Can you pull out every line of the material below that contains the word "mountain"? Only matches with the same capitalization count.

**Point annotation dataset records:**
* * *

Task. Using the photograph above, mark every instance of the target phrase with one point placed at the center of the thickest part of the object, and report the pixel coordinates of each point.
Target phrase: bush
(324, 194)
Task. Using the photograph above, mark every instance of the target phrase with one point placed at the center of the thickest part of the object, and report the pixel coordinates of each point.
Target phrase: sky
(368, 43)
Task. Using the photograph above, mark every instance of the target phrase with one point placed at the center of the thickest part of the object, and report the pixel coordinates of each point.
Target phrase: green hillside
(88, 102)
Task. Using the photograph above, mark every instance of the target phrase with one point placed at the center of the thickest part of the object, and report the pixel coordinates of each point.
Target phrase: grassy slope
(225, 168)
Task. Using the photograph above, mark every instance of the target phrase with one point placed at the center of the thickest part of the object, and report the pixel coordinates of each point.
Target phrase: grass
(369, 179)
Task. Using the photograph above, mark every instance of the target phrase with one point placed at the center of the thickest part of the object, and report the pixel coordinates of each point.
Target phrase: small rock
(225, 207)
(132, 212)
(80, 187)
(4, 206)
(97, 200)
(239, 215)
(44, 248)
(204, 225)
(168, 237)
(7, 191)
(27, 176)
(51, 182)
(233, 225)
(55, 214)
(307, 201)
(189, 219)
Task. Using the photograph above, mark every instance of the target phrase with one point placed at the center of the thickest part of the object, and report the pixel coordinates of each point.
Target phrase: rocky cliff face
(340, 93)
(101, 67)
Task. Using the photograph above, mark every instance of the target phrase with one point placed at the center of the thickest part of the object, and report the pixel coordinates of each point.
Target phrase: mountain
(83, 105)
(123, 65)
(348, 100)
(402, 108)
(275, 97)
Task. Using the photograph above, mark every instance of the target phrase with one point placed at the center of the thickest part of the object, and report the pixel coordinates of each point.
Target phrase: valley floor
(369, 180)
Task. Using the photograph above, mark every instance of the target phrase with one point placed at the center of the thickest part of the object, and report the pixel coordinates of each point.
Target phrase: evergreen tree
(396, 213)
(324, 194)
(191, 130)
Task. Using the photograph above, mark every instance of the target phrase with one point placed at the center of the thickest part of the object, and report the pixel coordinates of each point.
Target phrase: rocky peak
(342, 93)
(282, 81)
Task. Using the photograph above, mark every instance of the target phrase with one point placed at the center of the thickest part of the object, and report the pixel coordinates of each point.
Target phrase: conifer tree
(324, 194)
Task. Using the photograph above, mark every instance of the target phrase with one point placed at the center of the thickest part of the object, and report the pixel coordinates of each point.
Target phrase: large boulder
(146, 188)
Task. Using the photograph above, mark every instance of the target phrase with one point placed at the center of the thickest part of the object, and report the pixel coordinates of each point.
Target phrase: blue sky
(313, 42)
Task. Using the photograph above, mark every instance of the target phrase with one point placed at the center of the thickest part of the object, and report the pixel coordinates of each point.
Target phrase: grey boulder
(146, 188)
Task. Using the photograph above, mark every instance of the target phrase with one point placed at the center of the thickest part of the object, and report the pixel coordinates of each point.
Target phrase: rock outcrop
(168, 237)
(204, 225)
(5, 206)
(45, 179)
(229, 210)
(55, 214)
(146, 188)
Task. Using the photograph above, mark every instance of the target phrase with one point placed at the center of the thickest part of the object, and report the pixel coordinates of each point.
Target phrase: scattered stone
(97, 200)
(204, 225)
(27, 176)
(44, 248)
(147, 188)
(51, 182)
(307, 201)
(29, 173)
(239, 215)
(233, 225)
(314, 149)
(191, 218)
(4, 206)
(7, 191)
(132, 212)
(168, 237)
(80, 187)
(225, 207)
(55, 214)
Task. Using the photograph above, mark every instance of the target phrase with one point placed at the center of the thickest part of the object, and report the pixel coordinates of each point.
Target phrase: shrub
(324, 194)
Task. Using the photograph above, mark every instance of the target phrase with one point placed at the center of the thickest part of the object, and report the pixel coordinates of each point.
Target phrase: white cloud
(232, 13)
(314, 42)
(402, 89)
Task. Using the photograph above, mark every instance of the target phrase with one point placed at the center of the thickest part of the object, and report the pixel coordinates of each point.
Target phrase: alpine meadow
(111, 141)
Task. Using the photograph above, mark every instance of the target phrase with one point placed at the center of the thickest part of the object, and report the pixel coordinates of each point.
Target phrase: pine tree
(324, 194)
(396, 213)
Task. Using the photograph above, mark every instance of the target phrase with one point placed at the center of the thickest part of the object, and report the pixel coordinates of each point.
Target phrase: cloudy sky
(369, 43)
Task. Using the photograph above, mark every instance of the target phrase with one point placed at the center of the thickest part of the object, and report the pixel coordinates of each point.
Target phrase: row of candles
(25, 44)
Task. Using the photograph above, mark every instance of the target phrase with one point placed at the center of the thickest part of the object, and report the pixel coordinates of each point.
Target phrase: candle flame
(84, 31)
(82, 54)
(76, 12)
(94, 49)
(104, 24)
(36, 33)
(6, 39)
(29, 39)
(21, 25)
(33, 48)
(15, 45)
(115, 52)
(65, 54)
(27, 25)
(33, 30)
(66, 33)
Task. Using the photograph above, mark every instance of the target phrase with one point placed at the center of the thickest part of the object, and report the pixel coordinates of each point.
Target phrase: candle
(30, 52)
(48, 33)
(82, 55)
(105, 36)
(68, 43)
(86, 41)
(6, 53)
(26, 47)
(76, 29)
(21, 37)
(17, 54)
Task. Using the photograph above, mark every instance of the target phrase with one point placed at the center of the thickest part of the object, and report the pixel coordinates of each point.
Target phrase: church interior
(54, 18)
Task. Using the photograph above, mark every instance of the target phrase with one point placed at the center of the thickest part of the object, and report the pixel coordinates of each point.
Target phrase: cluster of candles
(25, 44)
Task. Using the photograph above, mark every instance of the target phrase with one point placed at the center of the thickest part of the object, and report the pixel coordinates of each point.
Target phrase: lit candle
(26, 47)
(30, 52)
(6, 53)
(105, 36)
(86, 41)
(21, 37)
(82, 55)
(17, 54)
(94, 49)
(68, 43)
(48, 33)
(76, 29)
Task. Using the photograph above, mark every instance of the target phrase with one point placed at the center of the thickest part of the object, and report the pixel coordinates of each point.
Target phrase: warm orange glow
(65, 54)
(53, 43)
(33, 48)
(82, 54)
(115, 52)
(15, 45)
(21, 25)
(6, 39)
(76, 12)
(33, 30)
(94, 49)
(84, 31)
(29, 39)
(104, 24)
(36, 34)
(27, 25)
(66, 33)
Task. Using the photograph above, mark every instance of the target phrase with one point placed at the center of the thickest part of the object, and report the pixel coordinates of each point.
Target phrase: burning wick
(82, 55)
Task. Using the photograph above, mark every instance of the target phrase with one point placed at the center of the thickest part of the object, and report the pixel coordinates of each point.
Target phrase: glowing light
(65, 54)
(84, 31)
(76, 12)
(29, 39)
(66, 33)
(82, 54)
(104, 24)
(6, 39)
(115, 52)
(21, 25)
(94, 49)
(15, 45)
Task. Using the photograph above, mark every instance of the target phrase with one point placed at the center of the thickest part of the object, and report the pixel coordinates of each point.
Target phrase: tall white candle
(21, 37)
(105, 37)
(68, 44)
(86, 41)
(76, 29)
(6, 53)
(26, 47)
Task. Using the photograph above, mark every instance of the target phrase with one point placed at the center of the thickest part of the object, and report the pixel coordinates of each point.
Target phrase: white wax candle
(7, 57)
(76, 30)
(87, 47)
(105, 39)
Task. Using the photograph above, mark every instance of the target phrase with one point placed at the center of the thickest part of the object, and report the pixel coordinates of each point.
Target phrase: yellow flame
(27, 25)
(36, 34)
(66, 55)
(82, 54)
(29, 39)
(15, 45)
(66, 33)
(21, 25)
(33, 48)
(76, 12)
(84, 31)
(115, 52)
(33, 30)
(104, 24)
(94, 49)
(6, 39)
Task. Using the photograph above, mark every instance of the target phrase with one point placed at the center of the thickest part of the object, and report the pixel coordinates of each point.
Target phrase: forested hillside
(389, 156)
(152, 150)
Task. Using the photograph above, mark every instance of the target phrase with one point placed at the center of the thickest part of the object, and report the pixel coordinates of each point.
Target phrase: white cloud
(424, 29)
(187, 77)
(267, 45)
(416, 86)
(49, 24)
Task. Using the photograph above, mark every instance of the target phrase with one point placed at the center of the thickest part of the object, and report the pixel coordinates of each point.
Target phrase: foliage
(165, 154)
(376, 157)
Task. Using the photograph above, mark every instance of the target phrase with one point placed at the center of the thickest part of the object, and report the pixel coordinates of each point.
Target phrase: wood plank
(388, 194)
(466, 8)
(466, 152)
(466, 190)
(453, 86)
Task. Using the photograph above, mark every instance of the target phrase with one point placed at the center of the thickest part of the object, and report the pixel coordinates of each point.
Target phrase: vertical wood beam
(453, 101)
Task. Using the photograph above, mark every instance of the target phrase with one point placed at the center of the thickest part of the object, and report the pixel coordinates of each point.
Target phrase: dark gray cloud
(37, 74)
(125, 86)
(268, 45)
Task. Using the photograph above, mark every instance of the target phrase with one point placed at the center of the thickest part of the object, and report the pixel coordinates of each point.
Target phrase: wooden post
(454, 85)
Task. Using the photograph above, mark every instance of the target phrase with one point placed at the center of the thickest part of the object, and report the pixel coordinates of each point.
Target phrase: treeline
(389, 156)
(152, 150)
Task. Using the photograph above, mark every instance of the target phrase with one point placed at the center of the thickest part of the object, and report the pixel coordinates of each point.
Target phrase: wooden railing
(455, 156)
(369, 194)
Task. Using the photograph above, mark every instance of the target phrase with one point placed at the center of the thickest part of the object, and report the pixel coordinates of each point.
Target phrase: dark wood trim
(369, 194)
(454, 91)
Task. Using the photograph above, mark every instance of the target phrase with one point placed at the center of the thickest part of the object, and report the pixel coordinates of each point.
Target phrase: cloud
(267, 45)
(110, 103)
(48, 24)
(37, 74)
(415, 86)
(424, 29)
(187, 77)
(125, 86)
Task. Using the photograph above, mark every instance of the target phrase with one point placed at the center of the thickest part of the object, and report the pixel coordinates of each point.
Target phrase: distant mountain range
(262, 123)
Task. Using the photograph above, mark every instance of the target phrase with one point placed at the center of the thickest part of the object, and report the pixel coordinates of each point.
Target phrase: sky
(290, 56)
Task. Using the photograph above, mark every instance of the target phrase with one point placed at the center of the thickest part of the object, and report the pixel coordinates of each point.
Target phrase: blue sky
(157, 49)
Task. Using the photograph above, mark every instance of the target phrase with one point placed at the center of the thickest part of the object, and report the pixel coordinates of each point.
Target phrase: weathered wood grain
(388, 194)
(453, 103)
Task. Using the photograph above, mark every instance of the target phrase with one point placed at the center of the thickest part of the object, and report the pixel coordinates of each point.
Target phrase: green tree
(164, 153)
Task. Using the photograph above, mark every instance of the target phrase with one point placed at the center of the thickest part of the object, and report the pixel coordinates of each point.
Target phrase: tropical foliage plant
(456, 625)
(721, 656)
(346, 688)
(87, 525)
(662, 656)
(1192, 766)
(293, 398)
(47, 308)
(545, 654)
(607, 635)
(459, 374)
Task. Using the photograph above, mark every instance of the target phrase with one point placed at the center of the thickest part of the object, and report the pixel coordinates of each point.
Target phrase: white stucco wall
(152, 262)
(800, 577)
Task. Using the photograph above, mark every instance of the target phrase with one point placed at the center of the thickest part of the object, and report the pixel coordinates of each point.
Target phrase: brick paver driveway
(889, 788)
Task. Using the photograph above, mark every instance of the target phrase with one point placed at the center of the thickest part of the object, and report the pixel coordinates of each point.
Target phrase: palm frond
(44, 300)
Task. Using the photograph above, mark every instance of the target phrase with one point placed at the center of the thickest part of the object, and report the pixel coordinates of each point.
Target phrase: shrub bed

* * *

**Complete answer:**
Target phrase: mountain
Target phrase: distant mountain range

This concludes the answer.